▶ Teks
☆ ☆ ☆ ☆

Pewawancara Tokoh Kaliber Dunia
Inke Maris
[ENSIKLOPEDI] Sepanjang 30 tahun lebih berkarir sebagai wartawan, Inke Maris telah mewawancarai 400 orang lebih tokoh-tokoh terkemuka berkaliber dunia dan nasional. Baik itu tokoh kenegaraan, pemerintahan, politisi, pelaku bisnis, pengamat ekonomi, sosial, budaya dan sebagainya. Dia berdialog langsung di corong radio atau sorotan kamera televisi dalam wawancara eksklusif yang amat menarik perhatian publik.
Inke, karena tak mau melupakan wawancara eksklusifnya dengan keseluruhan tokoh, lalu menuliskan beragam pengalaman unik dan terbaiknya itu ke dalam buku yang diterbitkan Grasindo, tahun 2002, berjudul “Total Profesionalism, News & Views Wawancara Inke Maris dengan Tokoh-Tokoh Global.”
Tokoh-tokoh itu, antara lain PM Inggris Margareth Thatcher, Pemimpin PLO Yasser Arafat, PM Singapura Goh Chok Tong, Presiden Komisi Eropa Romano Prodi, Menhan AS William Cohen, PM Australia Paul Keating, Direktur Pelaksana IMF Michael Camdessus, Presiden Bank Dunia James D. Wolfensohn, PM India Rajiv Gandhi, Presiden Filipina Cory Aquino dan Fidel Ramos, Menlu AS Alexander Haig, Presiden ADB Tadao Chino, Sekjen OPEC Riwalnu Lukman, Kepala Jubilee Plus London Ann Pettifor, Direktur Eksekutif Human Rights Watch Kenneth Roth, Direktur Asia Pasifik IMF Hubert Neiss, Presiden UNDP Mark Malloch Brown dan masih banyak lagi.

☆ ☆ ☆ ☆

▶ Petunjuk 1
Menurut teks tentang Inke Maris, berapa banyak tokoh yang telah ia wawancarai selama berkarier sebagai wartawan?
▶ Petunjuk 2
Lanjutkan teks tentang Inke Maris, dimulai tepat setelah kalimat terakhirnya.

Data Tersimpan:
☆ ☆ ☆ ☆

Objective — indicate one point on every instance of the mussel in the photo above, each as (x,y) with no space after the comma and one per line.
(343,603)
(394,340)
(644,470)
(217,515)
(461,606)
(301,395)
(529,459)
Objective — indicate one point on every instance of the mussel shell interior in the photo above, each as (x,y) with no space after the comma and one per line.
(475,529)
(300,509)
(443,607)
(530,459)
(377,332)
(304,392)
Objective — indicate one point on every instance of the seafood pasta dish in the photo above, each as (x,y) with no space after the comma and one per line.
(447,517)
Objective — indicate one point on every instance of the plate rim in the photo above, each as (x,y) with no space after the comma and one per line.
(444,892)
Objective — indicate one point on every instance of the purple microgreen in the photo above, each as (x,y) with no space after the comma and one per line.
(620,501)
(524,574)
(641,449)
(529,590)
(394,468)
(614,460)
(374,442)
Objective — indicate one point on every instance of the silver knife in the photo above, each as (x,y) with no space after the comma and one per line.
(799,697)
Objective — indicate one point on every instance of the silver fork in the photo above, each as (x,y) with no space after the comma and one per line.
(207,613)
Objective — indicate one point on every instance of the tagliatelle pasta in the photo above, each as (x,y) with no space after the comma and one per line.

☆ ☆ ☆ ☆

▶ Hasil Tugas 1
Lebih dari 400 tokoh terkemuka berkaliber dunia dan nasional.

▶ Hasil Tugas 2
Dari dalam negeri tokoh-tokoh yang akrab di hadapan Inke Maris dalam sorotan kamera televisi, antara lain Sumitro Djojohadikusumo Menko Perekonomian Rizal Ramli, Menko Ekuin Kwiek Kian Gie, Kasospol ABRI Letjen Susilo Bambang Yudhoyono, Ketua PDI Perjuangan Laksamana Sukardi, Direktur Eksekutif CSIS Marie Elka Pangestu, Sarwono Kusumaatmaja, Erry Riyana Harjapamekas, Safwan Natanegara, Felia Salim, Djafar Assegaf, Emil Salim, Hartojo Wignjowinjoto, HS Dilon, Lesan Limanardja, Fuad Bawazier, Dedi Aditya Sumanegara, Muladi, Marzuki Darusman, Fachrul Razi, Parni Hadi, Sri Mulyani, Amien Rais, Erna Witular, Bambang Harimurti, Nurcholis Madjid, Marzuki Usman, Nafsiah Mboi, J Soedjati Djiwandono, dan lain-lain.
Margareth Thatcher
Sangat banyak kesan yang sangat bermakna bagi Inke dari pengalaman mewawancarai para tokoh itu. Salah satu yang paling berkesan adalah wawancara dengan PM Inggris Margareth Thatcher.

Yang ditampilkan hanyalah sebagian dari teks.